RLHF, data-annotation and evals pod for a UK AI safety lab scaling human feedback

Challenge

The lab was bottlenecked on human data: preference ranking, instruction-tuning labels, red-team prompts and rubric-based evals for a coding and reasoning model. Onshore specialist annotators were costing them roughly £30 to £35 an hour where they could find them at all, and quality on anonymous crowd platforms was inconsistent enough to poison training runs. They needed reviewers who could actually read code and reason about edge cases, plus a calibrated QA layer and an audit trail that would satisfy their own safety and governance team. Building that team directly meant payroll, management and tooling overhead they did not want to carry.

OSCABE approach

OSCABE built an AI Training Team of twelve specialists with a dedicated QA lead, blending coding-literate reviewers from our India pool with strong-English domain evaluators based in Cairo and Amman for follow-the-sun coverage. Every reviewer cleared our 5-stage vetting including a domain-specific work sample, and the QA lead ran inter-annotator agreement scoring and gold-set checks so the lab could trust the calibration. The pod plugged directly into the client's annotation stack and rubric, with a 4 to 6 hour overlap for live disambiguation sessions on ambiguous prompts. It ran as a Managed Remote Team under one UK contract, GDPR-compliant, with full visibility into who was labelling what.

━━━

• [TASK]
Write the next part of the case study about the human-feedback team built for the UK AI safety lab, starting after its last sentence. The listing below comes from a separate source.

• [INFORMATION SUPPLIED]
━━━

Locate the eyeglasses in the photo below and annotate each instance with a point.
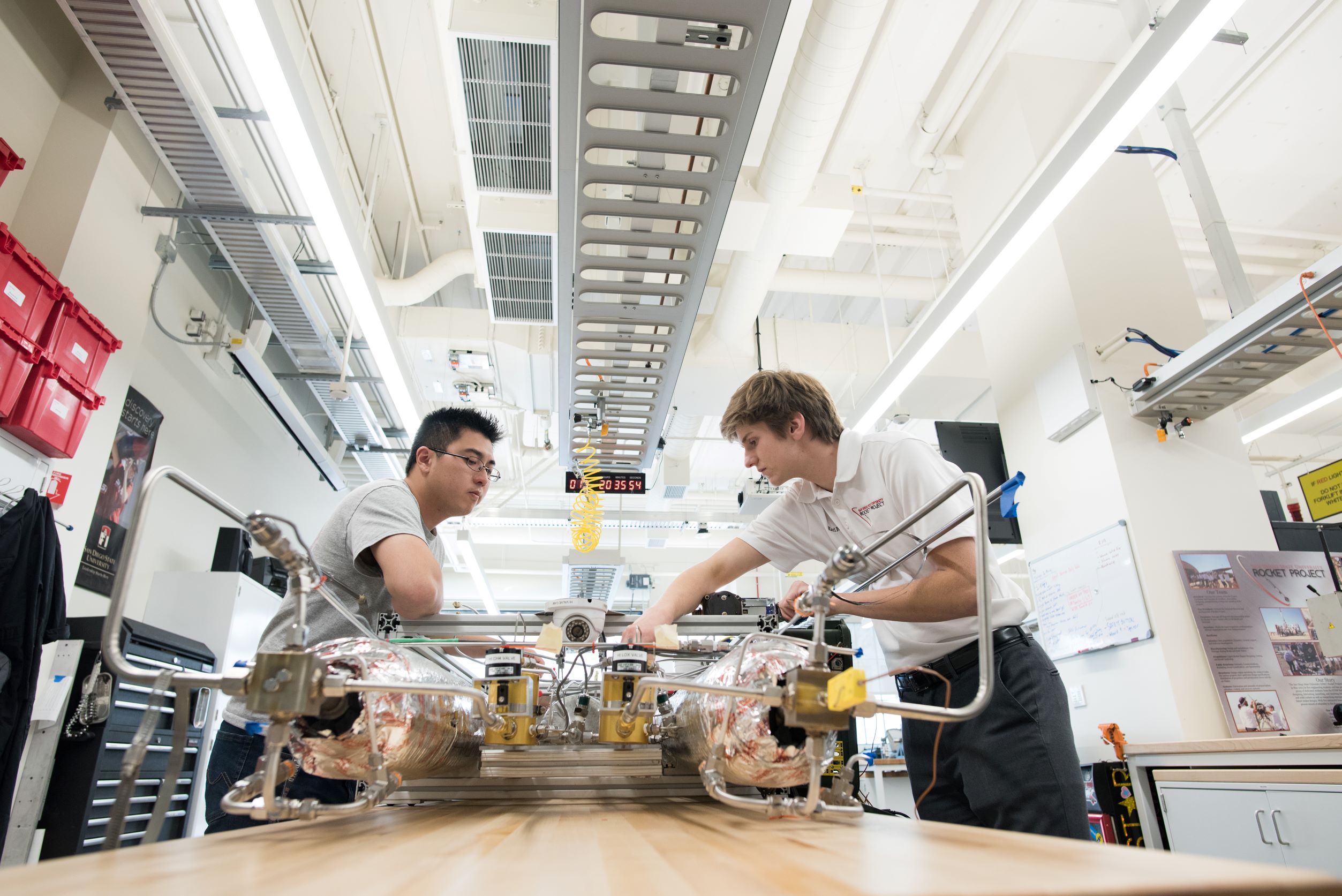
(474, 464)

━━━

• [TASK OUTPUT]
Outcome

The lab roughly tripled its weekly throughput of high-quality preference and eval data within about a month of ramp, and brought cost per annotation hour down by roughly 55% against their onshore baseline. Inter-annotator agreement settled into a range their research team was comfortable feeding into training, and the audit trail cleared internal governance review. The pod has since taken on red-teaming and domain-expert evaluation for a second model, and the lab treats the QA lead as an extension of their own data team. Turnaround on a typical eval batch dropped from about two weeks to a few days.

Inside the engagement

The full evidence: team, timeline, stack, vetting, security, costs and before/after metrics.

The problem

The client, a UK AI safety lab, was bottlenecked on human data for a coding and reasoning model: preference ranking, instruction-tuning labels, red-team prompts and rubric-based evaluations. Onshore specialist annotators cost roughly GBP 30 to GBP 35 an hour where they could be found at all, and anonymous crowd platforms produced quality inconsistent enough to poison training runs. The lab needed reviewers who could genuinely read code and reason about edge cases, a calibrated QA layer, and an audit trail their internal safety and governance team would accept. Building that 12-person operation in-house meant payroll, management and tooling overhead they did not want to carry.

Team composition

OSCABE stood up a 13-person AI training team built for coverage and calibration:

1 QA lead (8 yrs, ran inter-annotator agreement scoring and gold-set checks)
5 coding-literate reviewers (4 to 7 yrs, able to read and reason about real code)
4 domain evaluators (strong-English reasoning and rubric specialists)
2 red-team prompt writers (adversarial and safety-focused)
1 data and tooling coordinator (kept the annotation stack and exports clean)

Reviewers were split across India, Cairo and Amman for follow-the-sun coverage, with a 4 to 6 hour overlap window for live disambiguation.

Timeline

Ramp to high-quality throughput took five weeks:

Week 1: QA lead and first reviewers onboarded onto the client's rubric and annotation stack; gold set established.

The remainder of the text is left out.